EXERCISE DETAILS — In the text on postwar Bavaria, how many men did the Bavarian militias and private armies already number?

EXCERPT —
◇ ◇ ◇ ◇ ◇ ◇ ◇

Because of the shift in power relationships, Bavaria became the natural center for radical rightist plots—even more than it had previously been. The Allies had repeatedly demanded that the paramilitary bands be dissolved. The Kahr government in Bavaria resisted, for these bands were its strongest support. Gradually, all those irreconcilable enemies of the republic who could ill stand the climate in other parts of Germany poured into the Bavarian militias and private armies, which already numbered more than 300,000 men. Among them were followers of Kapp who had fled Berlin, determined remnants from the dissolved Free Corps of the eastern regions of the Reich, the “National Warlord” Ludendorff, vigilante killers, adventurers, nationalist revolutionaries of various ideological shades. But all were united in their desire to overthrow the hated “Jews’ Republic.” They were able to exploit the traditional Old Bavarian separatism; the Bavarians had a long history of intense dislike for Prussian, Protestant Berlin. They flattered their Bavarian hosts with the slogan Ordnungszelle Bayern (“Bavaria as the mainstay of public order”). With more and more open support from the state government, these paramilitary groups began setting up arms depots, converting castles and monasteries into secret military bases, and plotting assassinations and coups. The conspiratorial whisperings went on constantly; all the groups were engaged in treasonous projects and often worked at cross-purposes.
These developments proved highly important to the rising National Socialist Party. The military, the paramilitary, and the civilian holders of power all looked upon it with favor, the more so as the party proved itself increasingly successful. After Hitler had been received by Prime Minister von Kahr, one of Hitler’s student followers, Rudolf Hess, addressed a letter to the head of state: “The central point is that H. is convinced that a recovery is possible only if it proves possible to lead the masses, particularly the workers, back to the nationalist cause…. I know Herr Hitler very well personally and am quite close to him. He has a rarely honorable, pure character, full of profound kindness, is religious, a good Catholic. His one goal is the welfare of his country. For this he is sacrificing himself in the most selfless fashion.”
The day of public acceptance had come: The Prime Minister finally mentioned Hitler, in terms of praise, in the Landtag. Pöhner, the police commissioner of Munich, let Hitler do pretty much as he pleased. Roles in the forthcoming drama had been assigned. It became possible to discern the shape of that political constellation which has been called typical of Fascist conquests of power. Henceforth, Hitler was leagued with the conservative power of the Establishment, pledged to it as the advance guard in the fight against the common Marxist enemy. The conservatives thought they would make use of the energies and hypnotic arts of this unruly agitator and, at the proper moment, outmaneuver him by their own intellectual, economic, and political superiority. He, meanwhile, intended to march the battalions he had built up under the benevolent gaze of the ruling powers over the body of the enemy and against his partners in order to seize all the power. Hitler was playing that peculiar game, whose moves were marked by illusions, treacheries, and perjuries, with which he subsequently won almost all his victories and outwitted successively Kahr and Hugenberg, Papen and Chamberlain. On the other hand, his blunders, down to the ultimate failure in the war, were partly due to actions of impatience, petulance, or overconfidence.

◇ ◇ ◇ ◇ ◇ ◇ ◇

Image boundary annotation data

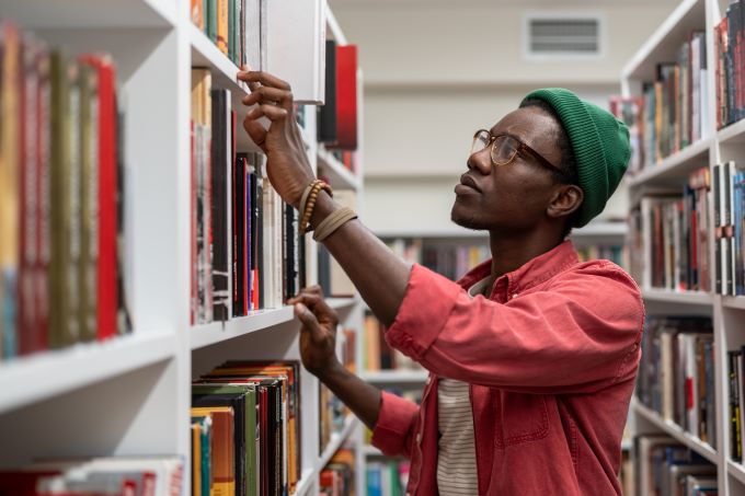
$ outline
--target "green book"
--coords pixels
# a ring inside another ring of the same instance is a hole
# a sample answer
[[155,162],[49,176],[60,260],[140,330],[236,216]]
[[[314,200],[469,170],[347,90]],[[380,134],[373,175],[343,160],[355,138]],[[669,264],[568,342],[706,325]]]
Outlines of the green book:
[[205,26],[207,27],[207,36],[217,45],[217,0],[207,0],[207,22]]
[[238,16],[236,15],[236,0],[228,0],[228,58],[236,64],[236,22]]
[[213,481],[211,466],[211,440],[213,440],[213,418],[208,416],[192,417],[192,424],[198,424],[200,430],[199,443],[200,470],[202,470],[202,494],[209,495]]
[[70,90],[67,55],[54,50],[49,57],[50,79],[50,259],[49,259],[49,348],[68,344],[68,259],[70,235],[67,229],[70,211]]
[[80,70],[80,263],[78,280],[80,284],[80,341],[95,341],[98,325],[98,242],[99,212],[99,147],[98,116],[98,72],[90,66],[81,64]]
[[[208,396],[227,399],[229,396],[243,402],[243,425],[238,425],[238,411],[236,416],[236,431],[243,431],[244,459],[241,472],[244,475],[244,496],[259,496],[260,491],[260,437],[257,429],[256,389],[253,384],[226,384],[226,383],[196,383],[192,385],[192,404],[204,405]],[[239,429],[240,428],[240,429]],[[239,453],[237,453],[239,454]],[[237,472],[238,474],[238,472]],[[236,481],[238,487],[239,481]]]

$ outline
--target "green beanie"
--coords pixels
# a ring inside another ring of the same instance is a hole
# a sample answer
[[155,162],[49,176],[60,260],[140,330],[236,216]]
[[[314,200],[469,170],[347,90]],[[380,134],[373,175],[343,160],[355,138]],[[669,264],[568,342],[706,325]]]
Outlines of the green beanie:
[[631,154],[629,129],[610,112],[563,88],[536,90],[523,99],[520,107],[530,99],[551,105],[569,135],[585,197],[574,222],[581,228],[603,211],[626,172]]

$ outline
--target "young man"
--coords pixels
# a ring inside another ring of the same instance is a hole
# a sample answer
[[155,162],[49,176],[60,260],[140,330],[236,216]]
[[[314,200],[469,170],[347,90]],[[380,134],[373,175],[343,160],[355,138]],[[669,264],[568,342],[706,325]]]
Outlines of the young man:
[[[259,104],[245,129],[274,187],[299,207],[314,177],[290,89],[265,73],[240,78],[252,88],[245,103]],[[431,372],[421,406],[381,393],[336,360],[337,318],[319,288],[290,300],[306,368],[374,429],[374,445],[411,458],[409,494],[621,494],[644,310],[621,268],[580,263],[564,238],[603,210],[629,153],[628,130],[608,112],[538,90],[475,134],[455,188],[452,220],[489,232],[491,261],[456,284],[406,265],[358,220],[323,241],[388,343]],[[311,227],[337,209],[321,192]]]

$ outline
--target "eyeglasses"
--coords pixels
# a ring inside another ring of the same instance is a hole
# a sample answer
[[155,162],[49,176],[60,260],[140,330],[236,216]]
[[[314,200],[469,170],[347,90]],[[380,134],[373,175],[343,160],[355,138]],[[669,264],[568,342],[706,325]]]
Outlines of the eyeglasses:
[[561,169],[546,160],[540,153],[514,136],[492,136],[486,129],[479,129],[473,135],[470,154],[479,153],[490,145],[492,146],[491,158],[494,165],[506,165],[515,159],[517,153],[527,153],[538,160],[541,165],[549,168],[553,172],[562,172]]

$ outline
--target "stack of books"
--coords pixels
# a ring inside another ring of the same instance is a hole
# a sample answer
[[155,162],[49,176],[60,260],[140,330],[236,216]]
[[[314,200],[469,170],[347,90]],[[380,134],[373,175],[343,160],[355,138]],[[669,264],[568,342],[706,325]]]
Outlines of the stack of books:
[[116,70],[0,23],[0,359],[130,331]]
[[665,435],[634,439],[639,496],[717,494],[717,465]]
[[658,64],[655,80],[644,84],[644,168],[706,137],[707,81],[706,36],[694,31],[678,48],[677,59]]
[[368,496],[403,496],[409,482],[409,461],[388,460],[367,463]]
[[701,168],[683,189],[649,193],[632,208],[629,245],[643,256],[629,268],[644,288],[711,290],[711,184],[709,168]]
[[734,161],[713,166],[714,289],[720,295],[745,295],[743,224],[745,171]]
[[191,0],[192,23],[236,66],[266,67],[266,0]]
[[714,26],[717,129],[736,123],[745,116],[743,15],[745,2],[731,1],[724,18]]
[[195,495],[295,493],[299,362],[228,361],[194,382],[191,414]]
[[354,451],[349,448],[336,451],[321,470],[319,496],[354,496]]
[[279,308],[306,286],[299,214],[261,153],[239,153],[236,112],[207,69],[192,70],[192,323]]
[[650,318],[637,397],[665,420],[717,448],[714,336],[709,318]]

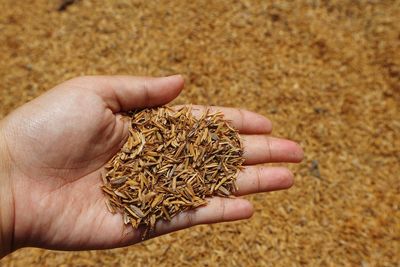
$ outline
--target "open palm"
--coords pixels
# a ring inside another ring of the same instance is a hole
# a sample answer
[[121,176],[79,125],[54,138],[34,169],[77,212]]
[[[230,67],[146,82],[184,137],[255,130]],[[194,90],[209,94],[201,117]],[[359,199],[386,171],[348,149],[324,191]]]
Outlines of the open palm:
[[[140,230],[123,227],[121,216],[107,211],[100,174],[128,137],[128,123],[119,112],[168,103],[182,87],[180,76],[80,77],[6,117],[1,131],[12,161],[14,249],[99,249],[139,242]],[[271,123],[261,115],[208,108],[222,111],[244,140],[247,166],[238,177],[238,196],[291,186],[286,168],[256,164],[300,161],[296,143],[266,136]],[[194,106],[193,112],[204,109]],[[215,197],[207,206],[159,222],[155,234],[245,219],[252,212],[247,200]]]

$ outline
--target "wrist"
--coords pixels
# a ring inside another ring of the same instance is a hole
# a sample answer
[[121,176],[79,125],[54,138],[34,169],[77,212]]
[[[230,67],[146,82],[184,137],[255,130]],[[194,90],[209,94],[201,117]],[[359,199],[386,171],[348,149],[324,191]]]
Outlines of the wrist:
[[0,259],[13,250],[13,206],[11,158],[0,126]]

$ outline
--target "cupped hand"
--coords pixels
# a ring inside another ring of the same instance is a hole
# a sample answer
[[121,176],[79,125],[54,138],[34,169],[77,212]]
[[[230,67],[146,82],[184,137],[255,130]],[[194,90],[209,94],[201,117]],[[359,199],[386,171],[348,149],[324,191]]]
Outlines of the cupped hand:
[[[164,78],[87,76],[69,80],[23,105],[0,123],[13,200],[12,249],[36,246],[61,250],[115,248],[141,240],[107,211],[100,173],[128,137],[119,113],[166,104],[180,93],[179,75]],[[155,235],[197,224],[249,218],[251,204],[240,196],[285,189],[293,176],[270,162],[299,162],[301,148],[270,137],[271,122],[253,112],[222,111],[243,138],[246,167],[238,177],[238,198],[212,198],[209,204],[158,222]],[[3,153],[4,154],[4,153]],[[4,177],[2,179],[5,179]],[[4,183],[5,184],[5,183]]]

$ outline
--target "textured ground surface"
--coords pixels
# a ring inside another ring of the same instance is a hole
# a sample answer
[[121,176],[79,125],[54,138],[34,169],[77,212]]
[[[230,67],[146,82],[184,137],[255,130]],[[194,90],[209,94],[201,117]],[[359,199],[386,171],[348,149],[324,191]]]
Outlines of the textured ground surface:
[[[184,3],[187,2],[187,3]],[[400,1],[0,1],[0,117],[82,74],[182,73],[176,103],[243,107],[299,141],[248,221],[4,266],[398,266]]]

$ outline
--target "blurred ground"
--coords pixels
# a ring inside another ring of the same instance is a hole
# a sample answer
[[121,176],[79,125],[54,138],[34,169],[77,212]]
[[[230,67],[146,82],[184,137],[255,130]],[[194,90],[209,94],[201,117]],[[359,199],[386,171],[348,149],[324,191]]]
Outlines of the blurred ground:
[[243,107],[299,141],[248,221],[2,266],[399,266],[400,1],[0,1],[0,118],[82,74],[182,73],[176,103]]

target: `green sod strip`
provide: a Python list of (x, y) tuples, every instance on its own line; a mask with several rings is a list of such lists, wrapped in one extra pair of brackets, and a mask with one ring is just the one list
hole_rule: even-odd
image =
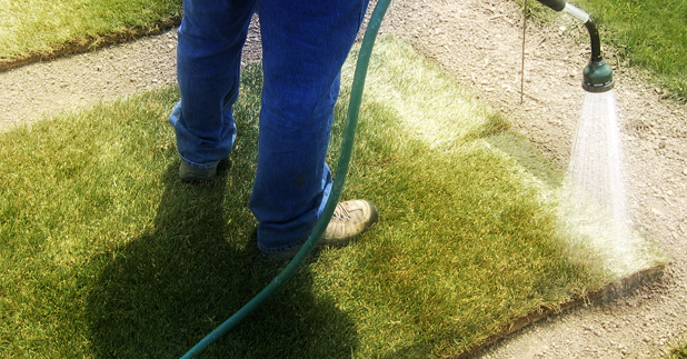
[[(458, 355), (605, 283), (566, 259), (559, 174), (506, 119), (407, 44), (375, 53), (344, 198), (375, 201), (380, 222), (312, 257), (205, 357)], [(260, 68), (242, 83), (231, 166), (206, 185), (177, 178), (175, 89), (0, 134), (0, 358), (179, 357), (279, 272), (248, 209)]]
[(170, 27), (180, 0), (0, 0), (0, 66)]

◇ ◇ ◇ ◇ ◇ ◇ ◇

RESPONSE TO THIS EXERCISE — More than 300,000 men.